## EXERCISE AIM
An exact copy of the records is needed; please leave the images out.

── PROVIDED DATA

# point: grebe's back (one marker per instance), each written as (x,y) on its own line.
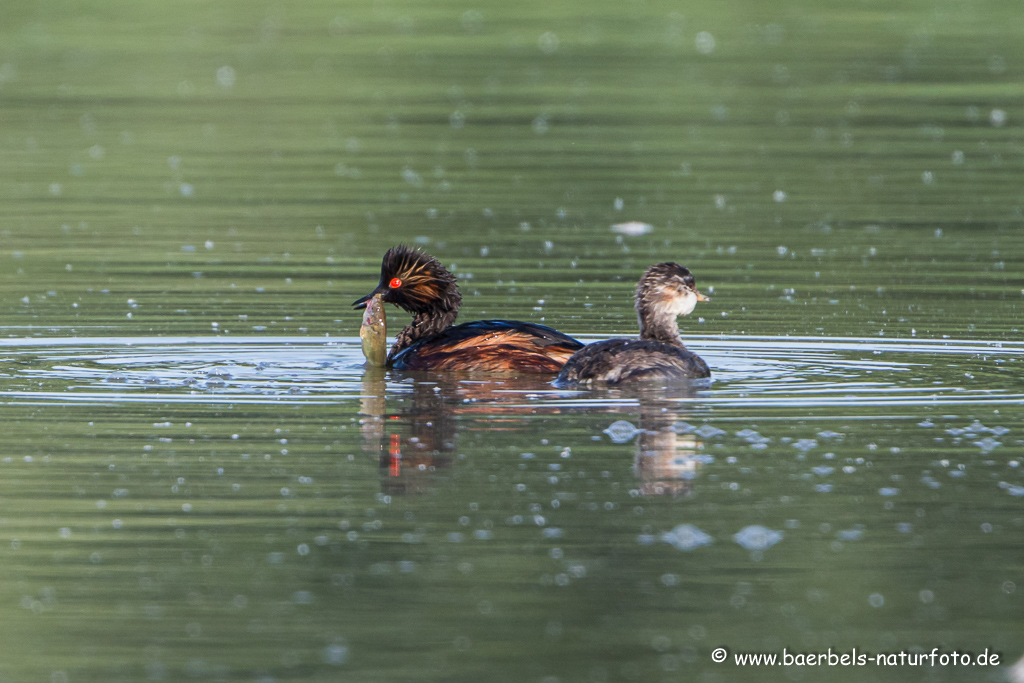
(419,284)
(491,346)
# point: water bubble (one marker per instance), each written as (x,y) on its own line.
(686,538)
(225,77)
(632,228)
(622,431)
(756,537)
(335,654)
(548,42)
(705,42)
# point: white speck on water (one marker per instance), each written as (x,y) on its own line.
(987,444)
(622,431)
(686,538)
(548,42)
(705,42)
(757,538)
(633,228)
(225,77)
(335,654)
(708,431)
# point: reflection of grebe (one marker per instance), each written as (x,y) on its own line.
(420,285)
(666,291)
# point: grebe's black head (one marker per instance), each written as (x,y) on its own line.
(415,282)
(666,291)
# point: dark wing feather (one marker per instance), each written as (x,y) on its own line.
(491,346)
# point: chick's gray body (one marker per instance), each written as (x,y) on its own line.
(666,291)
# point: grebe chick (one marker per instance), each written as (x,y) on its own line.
(419,284)
(665,292)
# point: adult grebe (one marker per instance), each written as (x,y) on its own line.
(419,284)
(666,291)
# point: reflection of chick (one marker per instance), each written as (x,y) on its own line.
(665,462)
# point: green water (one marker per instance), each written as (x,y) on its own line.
(201,481)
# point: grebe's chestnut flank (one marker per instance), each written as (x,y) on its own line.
(665,292)
(419,284)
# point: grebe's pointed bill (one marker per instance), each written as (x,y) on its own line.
(360,303)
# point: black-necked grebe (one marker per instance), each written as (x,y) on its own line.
(419,284)
(665,292)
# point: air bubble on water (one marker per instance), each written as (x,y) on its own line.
(987,444)
(335,654)
(756,537)
(412,177)
(622,431)
(225,77)
(548,42)
(632,228)
(686,538)
(705,42)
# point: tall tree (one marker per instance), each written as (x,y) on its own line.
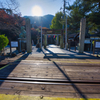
(57,21)
(83,8)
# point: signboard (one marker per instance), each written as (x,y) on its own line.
(97,45)
(14,44)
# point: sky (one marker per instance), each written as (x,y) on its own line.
(38,7)
(45,6)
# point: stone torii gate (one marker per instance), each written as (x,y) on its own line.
(54,31)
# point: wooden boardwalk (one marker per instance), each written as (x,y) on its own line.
(36,66)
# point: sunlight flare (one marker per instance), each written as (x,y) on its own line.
(36,11)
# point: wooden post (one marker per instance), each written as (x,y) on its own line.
(94,47)
(82,35)
(10,47)
(75,45)
(28,36)
(61,40)
(45,41)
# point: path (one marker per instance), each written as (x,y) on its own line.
(52,63)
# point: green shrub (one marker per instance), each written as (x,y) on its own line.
(3,41)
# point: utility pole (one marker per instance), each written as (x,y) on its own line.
(41,33)
(65,25)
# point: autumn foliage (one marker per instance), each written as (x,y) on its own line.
(10,24)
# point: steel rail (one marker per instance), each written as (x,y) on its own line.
(62,81)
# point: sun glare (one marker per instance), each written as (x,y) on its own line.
(36,11)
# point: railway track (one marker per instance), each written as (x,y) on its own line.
(47,81)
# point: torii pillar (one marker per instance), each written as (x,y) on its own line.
(28,36)
(82,35)
(45,40)
(61,40)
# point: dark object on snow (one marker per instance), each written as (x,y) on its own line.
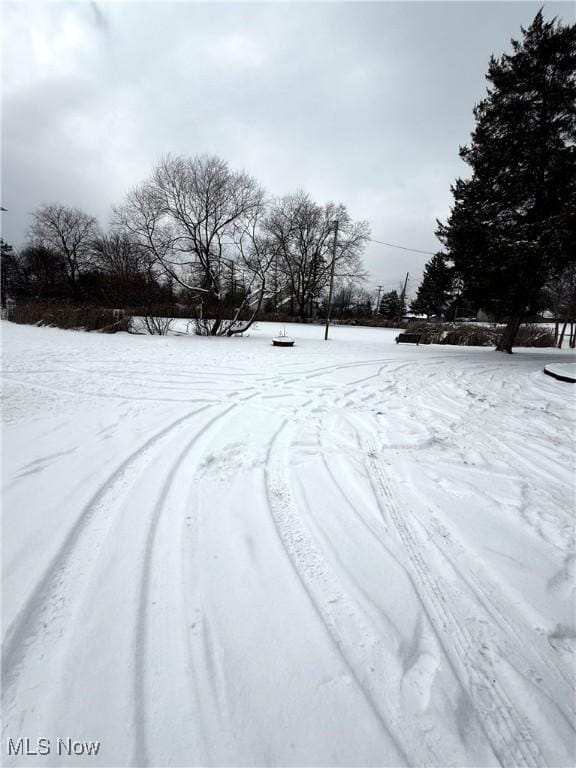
(408,338)
(560,376)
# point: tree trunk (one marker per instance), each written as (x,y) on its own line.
(509,334)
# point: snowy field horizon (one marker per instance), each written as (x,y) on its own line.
(345,553)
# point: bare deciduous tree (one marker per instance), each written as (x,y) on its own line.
(193,217)
(69,232)
(302,232)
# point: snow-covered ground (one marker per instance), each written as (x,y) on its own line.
(220,552)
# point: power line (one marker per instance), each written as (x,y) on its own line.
(402,247)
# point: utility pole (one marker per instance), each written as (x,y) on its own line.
(331,280)
(403,294)
(378,299)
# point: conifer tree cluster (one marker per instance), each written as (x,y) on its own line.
(513,222)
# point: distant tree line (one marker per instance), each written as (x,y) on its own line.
(199,235)
(510,239)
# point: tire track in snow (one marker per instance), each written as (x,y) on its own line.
(348,632)
(508,733)
(42,623)
(142,632)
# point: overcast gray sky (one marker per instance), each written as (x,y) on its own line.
(360,103)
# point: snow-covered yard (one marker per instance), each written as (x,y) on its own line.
(220,552)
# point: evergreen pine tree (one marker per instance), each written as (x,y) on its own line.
(435,290)
(514,221)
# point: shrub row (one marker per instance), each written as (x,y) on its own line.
(68,316)
(467,334)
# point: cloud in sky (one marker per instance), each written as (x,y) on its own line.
(361,103)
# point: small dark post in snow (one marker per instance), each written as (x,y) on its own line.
(331,280)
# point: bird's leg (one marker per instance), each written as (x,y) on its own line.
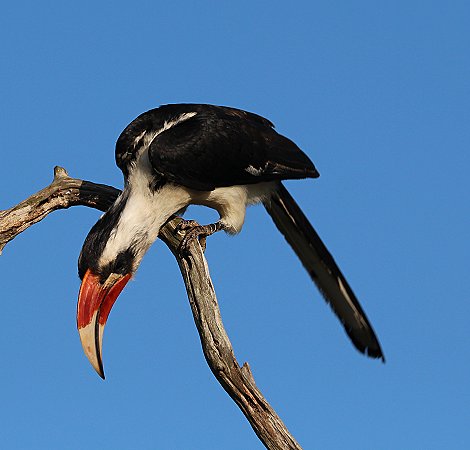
(194,231)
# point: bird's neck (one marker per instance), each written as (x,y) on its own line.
(138,215)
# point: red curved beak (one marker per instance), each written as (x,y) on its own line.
(95,301)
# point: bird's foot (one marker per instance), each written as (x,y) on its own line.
(196,231)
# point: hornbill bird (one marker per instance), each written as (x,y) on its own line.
(220,157)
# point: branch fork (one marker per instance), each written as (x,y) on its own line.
(237,381)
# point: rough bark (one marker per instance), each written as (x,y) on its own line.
(237,381)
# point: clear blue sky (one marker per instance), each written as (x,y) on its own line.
(377,93)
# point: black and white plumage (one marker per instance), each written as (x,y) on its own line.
(220,157)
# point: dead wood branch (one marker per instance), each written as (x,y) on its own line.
(237,381)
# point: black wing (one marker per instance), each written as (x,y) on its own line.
(220,146)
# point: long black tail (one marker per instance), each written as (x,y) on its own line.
(299,233)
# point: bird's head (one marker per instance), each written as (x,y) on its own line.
(105,265)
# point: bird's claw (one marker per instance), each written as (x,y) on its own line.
(195,231)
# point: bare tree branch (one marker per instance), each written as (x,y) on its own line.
(237,381)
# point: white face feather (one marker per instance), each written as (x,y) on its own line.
(144,213)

────

## RESULT FOR THIS TASK
# point: grebe's back (one marker per instance), each written as (x,y) on its own line.
(419,284)
(491,346)
# point: water bubble (one marker per instance), each written as (x,y) on its own line.
(686,538)
(225,77)
(632,228)
(622,431)
(756,537)
(335,654)
(548,42)
(705,42)
# point: white speck on water (one marker per instance), each written as (x,y) on its own line.
(987,444)
(622,431)
(686,538)
(548,42)
(705,42)
(757,538)
(633,228)
(225,77)
(335,654)
(708,431)
# point: reflection of grebe (one marker per instance), each written as (x,y) on its own line.
(420,285)
(666,291)
# point: grebe's black head (one marker per instance), each written as (x,y) on its own line.
(415,282)
(666,291)
# point: dark wing feather (one marker per instance), each written as (x,y) on its own line.
(491,346)
# point: chick's gray body (one marker per instance), each written as (x,y) on its own line.
(666,291)
# point: grebe chick (one marker per instance), each written as (x,y) on its own line.
(419,284)
(665,292)
# point: adult grebe (one marker per instance), each written as (x,y) on its own line.
(419,284)
(666,291)
# point: reflection of chick (one marker per instance), each written as (x,y) on its own line.
(665,462)
# point: green water (one marker per instance), each written as (x,y) on its own line.
(201,481)
# point: grebe's chestnut flank (one marker per instance), each written as (x,y) on its own line.
(665,292)
(419,284)
# point: grebe's pointed bill (one marker per instance), each written as (x,y) on its own line.
(360,303)
# point: black-necked grebe (one marker per instance), each written as (x,y) on its own line.
(419,284)
(665,292)
# point: air bubble on water (one marker per instance), each written as (x,y) on its own line.
(987,444)
(335,654)
(756,537)
(412,177)
(622,431)
(225,77)
(548,42)
(632,228)
(686,538)
(705,42)
# point: tall tree (one marker per instance), each written as (x,y) on its own line.
(57,21)
(83,8)
# point: signboard (one marker per instance), each written as (x,y) on its own line.
(97,45)
(14,44)
# point: sky (one marker per instance), each written as (x,y) on its own line.
(38,7)
(45,6)
# point: stone torii gate (one marker per instance), each written as (x,y) on its own line.
(54,31)
# point: wooden boardwalk (one marker per instance), each written as (x,y) on its own line.
(36,66)
# point: sunlight flare (one marker per instance), each written as (x,y) on its own line.
(36,11)
# point: wooden post (one marker per instance), each written as (x,y) on its own line.
(94,47)
(82,35)
(10,47)
(75,45)
(28,36)
(61,40)
(45,41)
# point: path (one marker per instance), each written as (x,y) on its own line.
(52,63)
# point: green shrub (one marker per instance), each written as (x,y) on its own line.
(3,41)
# point: utility pole (one marker per instance), each written as (x,y) on its own line.
(41,33)
(65,25)
# point: autumn foliage (one marker per instance), each written as (x,y) on its own line.
(10,24)
# point: steel rail (one marker per instance), each written as (x,y) on its own line.
(62,81)
# point: sun glare (one marker per instance), each written as (x,y) on its own line.
(36,11)
# point: railway track (one marker per instance), each written as (x,y) on its own line.
(47,81)
# point: torii pillar (one marker per instance), each written as (x,y) on its own line.
(28,36)
(82,35)
(45,40)
(61,40)
# point: dark object on snow (one marker per instance), each written as (x,y) on its own line.
(408,338)
(560,376)
# point: tree trunk (one marker per instance), each written as (x,y) on its own line.
(509,334)
# point: snowy field horizon (one marker per instance), each written as (x,y) on its own line.
(345,553)
# point: bare deciduous tree (one marker per instance), each written as (x,y) on its own line.
(193,217)
(69,232)
(302,232)
# point: snow-covered ground (one marker per instance), each written as (x,y) on its own line.
(220,552)
# point: power line (one marker per instance), each written as (x,y) on its own line.
(402,247)
# point: utility pole (one marker per instance), each written as (x,y) on its own line.
(331,280)
(403,294)
(378,299)
# point: conifer tree cluster (one marker per instance), each written as (x,y) on its own line.
(513,222)
# point: distant tree line (one marker per instance), each written as (x,y) on its own line.
(199,235)
(510,239)
# point: tire track in snow (one marker per instance), each written as (x,y) on its own line.
(348,632)
(508,733)
(42,623)
(142,632)
# point: overcast gray sky (one marker per instance), each written as (x,y) on its own line.
(360,103)
# point: snow-covered yard (one marker per instance), each written as (x,y) on its own line.
(220,552)
# point: evergreen pine tree (one marker per instance), each written as (x,y) on its own line.
(435,290)
(514,221)
# point: shrub row (one marker per instance), each written as (x,y) on its own line.
(68,316)
(467,334)
# point: cloud in sky (one marker per instance), each written as (x,y) on its own line.
(361,103)
# point: small dark post in snow (one marker per instance), each written as (x,y) on its own line.
(331,280)
# point: bird's leg (one marker per instance), each written as (x,y) on its own line.
(194,231)
# point: bird's neck (one marker per instance), each written as (x,y) on its own line.
(138,215)
# point: red curved beak (one marker per instance), each written as (x,y) on its own line.
(95,301)
# point: bird's foot (one marker per instance), each written as (x,y) on its own line.
(196,231)
# point: hornbill bird (one marker per instance), each written as (x,y) on its own line.
(220,157)
# point: branch fork (one marker per instance), each written as (x,y) on its own line.
(237,381)
# point: rough bark (one marker per instance), each written as (x,y) on its own line.
(237,381)
# point: clear blue sky (one marker per instance), each written as (x,y) on its own line.
(377,93)
# point: black and white plumage (one marker per instance), each written as (x,y) on its own line.
(220,157)
# point: dead wood branch (one marker per instance), each written as (x,y) on its own line.
(237,381)
# point: black wing (one marker per instance), each written as (x,y) on its own line.
(220,146)
# point: long black tail (one marker per instance), each written as (x,y) on its own line.
(299,233)
# point: bird's head (one marker per instance), each written as (x,y) on its own line.
(105,265)
# point: bird's claw (one marker per instance), each written as (x,y) on its own line.
(195,231)
# point: bare tree branch (one marker per instance), each written as (x,y) on its own line.
(237,381)
# point: white face feather (one marker per instance), each written as (x,y) on its own line.
(144,213)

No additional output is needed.